> [Sección del documento]
Este segundo relato sobre el pan remite anticipadamente a un tercer relato y es su preparación: la Ultima Cena, que se convierte en la Eucaristía de la Iglesia y el milagro permanente de Jesús sobre el pan. Jesús mismo se ha convertido en grano de trigo que, muriendo, da mucho fruto (cf. Jn 12, 24). El mismo se ha hecho pan para nosotros, y esta multiplicación del pan durará inagotablemente hasta el fin de los tiempos. De este modo entendemos ahora las palabras de Jesús, que toma del Antiguo Testamento (cf. Dt 8, 3), para rechazar al tentador: «No sólo de pan vive el hombre, sino de toda palabra que sale de la boca de Dios» (Mt 4, 4). Hay una frase al respecto del jesuita alemán Alfred Delp, ejecutado por los nacionalsocialistas: «El pan es importante, la libertad es más importante, pero lo más importante de todo es la fidelidad constante y la adoración jamás traicionada».

> [Reto 1] Según el fragmento sobre el pan, ¿quién ejecutó al jesuita alemán Alfred Delp?

Registros:
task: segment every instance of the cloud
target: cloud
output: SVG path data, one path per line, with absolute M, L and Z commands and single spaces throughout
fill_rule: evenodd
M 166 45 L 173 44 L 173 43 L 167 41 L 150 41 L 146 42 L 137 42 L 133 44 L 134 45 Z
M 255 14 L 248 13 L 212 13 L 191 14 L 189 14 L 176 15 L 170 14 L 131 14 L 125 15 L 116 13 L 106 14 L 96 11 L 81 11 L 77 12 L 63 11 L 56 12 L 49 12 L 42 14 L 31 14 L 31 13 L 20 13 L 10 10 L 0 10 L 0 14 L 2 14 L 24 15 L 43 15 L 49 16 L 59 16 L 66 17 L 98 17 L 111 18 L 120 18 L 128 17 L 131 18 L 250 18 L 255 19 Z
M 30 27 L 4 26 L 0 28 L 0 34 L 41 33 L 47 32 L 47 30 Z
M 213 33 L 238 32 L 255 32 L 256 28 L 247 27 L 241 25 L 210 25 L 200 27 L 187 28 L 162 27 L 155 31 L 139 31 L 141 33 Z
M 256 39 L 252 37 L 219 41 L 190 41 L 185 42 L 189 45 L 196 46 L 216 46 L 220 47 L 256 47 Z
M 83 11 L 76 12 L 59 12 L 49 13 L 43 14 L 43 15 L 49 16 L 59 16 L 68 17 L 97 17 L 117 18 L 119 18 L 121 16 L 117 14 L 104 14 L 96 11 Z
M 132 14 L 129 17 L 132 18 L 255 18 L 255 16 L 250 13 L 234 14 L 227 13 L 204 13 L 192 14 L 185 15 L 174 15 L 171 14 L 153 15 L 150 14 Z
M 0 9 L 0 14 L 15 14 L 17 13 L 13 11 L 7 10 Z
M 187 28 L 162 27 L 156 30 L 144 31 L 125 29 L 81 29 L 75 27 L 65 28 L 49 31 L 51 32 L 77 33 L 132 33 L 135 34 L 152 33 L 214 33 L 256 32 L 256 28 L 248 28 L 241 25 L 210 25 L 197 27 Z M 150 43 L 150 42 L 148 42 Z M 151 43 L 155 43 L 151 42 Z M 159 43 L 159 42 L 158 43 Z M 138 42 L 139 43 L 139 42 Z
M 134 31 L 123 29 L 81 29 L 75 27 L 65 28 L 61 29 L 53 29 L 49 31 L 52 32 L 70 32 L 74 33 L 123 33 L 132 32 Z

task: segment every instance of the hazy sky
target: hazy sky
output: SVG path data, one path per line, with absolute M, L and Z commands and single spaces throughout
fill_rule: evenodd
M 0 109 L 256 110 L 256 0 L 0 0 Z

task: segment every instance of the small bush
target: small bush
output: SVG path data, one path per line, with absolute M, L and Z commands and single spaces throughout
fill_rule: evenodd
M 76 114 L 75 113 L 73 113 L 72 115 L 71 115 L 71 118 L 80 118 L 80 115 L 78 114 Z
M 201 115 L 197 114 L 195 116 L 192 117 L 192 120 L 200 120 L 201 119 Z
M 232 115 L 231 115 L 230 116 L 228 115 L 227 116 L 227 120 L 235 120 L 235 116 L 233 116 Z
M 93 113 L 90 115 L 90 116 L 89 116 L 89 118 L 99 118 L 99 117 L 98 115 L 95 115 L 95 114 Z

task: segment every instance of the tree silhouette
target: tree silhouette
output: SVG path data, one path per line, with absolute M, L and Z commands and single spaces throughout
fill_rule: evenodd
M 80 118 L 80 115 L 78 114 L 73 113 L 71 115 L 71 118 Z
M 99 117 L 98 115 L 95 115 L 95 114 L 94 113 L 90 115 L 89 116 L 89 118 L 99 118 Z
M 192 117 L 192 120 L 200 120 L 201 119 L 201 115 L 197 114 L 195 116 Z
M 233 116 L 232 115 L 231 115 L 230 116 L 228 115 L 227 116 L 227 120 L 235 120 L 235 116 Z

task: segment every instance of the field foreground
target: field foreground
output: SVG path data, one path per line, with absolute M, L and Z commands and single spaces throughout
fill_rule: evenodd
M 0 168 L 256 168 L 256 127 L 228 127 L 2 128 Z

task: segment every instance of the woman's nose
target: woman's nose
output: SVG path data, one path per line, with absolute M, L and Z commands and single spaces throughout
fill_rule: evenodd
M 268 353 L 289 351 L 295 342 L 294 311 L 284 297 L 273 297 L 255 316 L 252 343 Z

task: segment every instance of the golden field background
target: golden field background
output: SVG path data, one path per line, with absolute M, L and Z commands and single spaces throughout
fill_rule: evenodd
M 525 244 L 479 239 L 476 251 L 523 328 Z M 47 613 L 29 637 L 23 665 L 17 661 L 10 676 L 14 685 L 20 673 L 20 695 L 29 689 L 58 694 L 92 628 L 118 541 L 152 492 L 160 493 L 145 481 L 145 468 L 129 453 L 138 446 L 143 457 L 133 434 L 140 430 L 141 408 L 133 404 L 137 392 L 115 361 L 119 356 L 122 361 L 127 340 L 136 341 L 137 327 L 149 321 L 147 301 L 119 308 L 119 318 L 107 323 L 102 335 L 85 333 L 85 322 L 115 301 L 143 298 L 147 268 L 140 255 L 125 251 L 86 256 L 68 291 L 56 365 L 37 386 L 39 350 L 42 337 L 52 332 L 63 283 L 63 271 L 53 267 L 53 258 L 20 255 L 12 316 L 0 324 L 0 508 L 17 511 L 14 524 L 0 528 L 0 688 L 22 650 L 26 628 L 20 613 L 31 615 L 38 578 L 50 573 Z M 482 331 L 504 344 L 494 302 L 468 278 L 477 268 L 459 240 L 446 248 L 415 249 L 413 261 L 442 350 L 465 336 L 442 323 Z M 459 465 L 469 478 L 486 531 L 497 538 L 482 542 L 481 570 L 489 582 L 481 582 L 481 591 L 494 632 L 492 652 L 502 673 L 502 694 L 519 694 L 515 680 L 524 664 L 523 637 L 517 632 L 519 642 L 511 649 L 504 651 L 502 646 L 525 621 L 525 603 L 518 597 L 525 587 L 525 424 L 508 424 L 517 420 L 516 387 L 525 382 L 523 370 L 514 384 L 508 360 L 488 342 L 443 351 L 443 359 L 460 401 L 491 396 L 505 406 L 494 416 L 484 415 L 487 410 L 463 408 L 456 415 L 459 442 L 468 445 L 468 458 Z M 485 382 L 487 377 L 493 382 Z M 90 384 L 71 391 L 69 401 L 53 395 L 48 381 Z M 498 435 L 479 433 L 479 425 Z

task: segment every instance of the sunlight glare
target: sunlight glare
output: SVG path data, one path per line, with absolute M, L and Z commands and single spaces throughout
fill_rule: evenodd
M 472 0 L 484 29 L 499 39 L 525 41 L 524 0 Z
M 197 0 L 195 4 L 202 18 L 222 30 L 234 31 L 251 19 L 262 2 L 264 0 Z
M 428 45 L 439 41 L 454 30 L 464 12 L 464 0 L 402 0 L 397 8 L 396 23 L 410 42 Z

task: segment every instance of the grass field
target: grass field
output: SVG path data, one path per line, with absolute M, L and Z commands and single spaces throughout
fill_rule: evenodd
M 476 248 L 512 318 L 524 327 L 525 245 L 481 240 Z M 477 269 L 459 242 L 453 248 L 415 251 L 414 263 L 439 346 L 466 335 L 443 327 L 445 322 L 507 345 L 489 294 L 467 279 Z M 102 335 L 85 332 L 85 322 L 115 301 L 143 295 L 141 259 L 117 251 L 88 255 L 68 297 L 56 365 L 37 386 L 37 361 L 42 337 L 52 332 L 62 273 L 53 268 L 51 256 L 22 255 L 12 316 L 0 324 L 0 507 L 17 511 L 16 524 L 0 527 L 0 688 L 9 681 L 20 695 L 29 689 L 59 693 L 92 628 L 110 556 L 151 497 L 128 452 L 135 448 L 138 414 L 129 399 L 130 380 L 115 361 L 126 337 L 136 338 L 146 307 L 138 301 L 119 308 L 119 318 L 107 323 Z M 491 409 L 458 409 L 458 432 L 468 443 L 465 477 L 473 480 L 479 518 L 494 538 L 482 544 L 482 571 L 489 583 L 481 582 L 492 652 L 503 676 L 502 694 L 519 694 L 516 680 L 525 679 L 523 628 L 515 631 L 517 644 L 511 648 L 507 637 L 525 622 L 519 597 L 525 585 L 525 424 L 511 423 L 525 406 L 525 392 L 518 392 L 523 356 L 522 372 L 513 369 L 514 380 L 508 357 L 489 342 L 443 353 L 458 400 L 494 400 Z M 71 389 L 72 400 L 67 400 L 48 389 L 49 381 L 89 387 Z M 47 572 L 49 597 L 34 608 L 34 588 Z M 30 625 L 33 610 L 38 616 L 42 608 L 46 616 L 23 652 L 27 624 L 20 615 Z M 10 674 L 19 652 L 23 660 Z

> [Reto 2] Presenta como CSV de dos columnas, enunciado y respuesta, solo lo que en las filas va desde la línea que contiene "task: segment every instance of the woman's" hasta la que contiene "M 268 353 L", ambas incluidas. Usa una línea de CSV por cada enunciado con su respuesta, con cada campo entre comillas y los saltos de línea cambiados por espacios.

> [Respuesta correcta 1] Los nacionalsocialistas.

> [Respuesta correcta 2]
enunciado,respuesta
"task: segment every instance of the woman's nose target: woman's nose output: SVG path data, one path per line, with absolute M, L and Z commands and single spaces throughout fill_rule: evenodd","M 268 353 L 289 351 L 295 342 L 294 311 L 284 297 L 273 297 L 255 316 L 252 343 Z"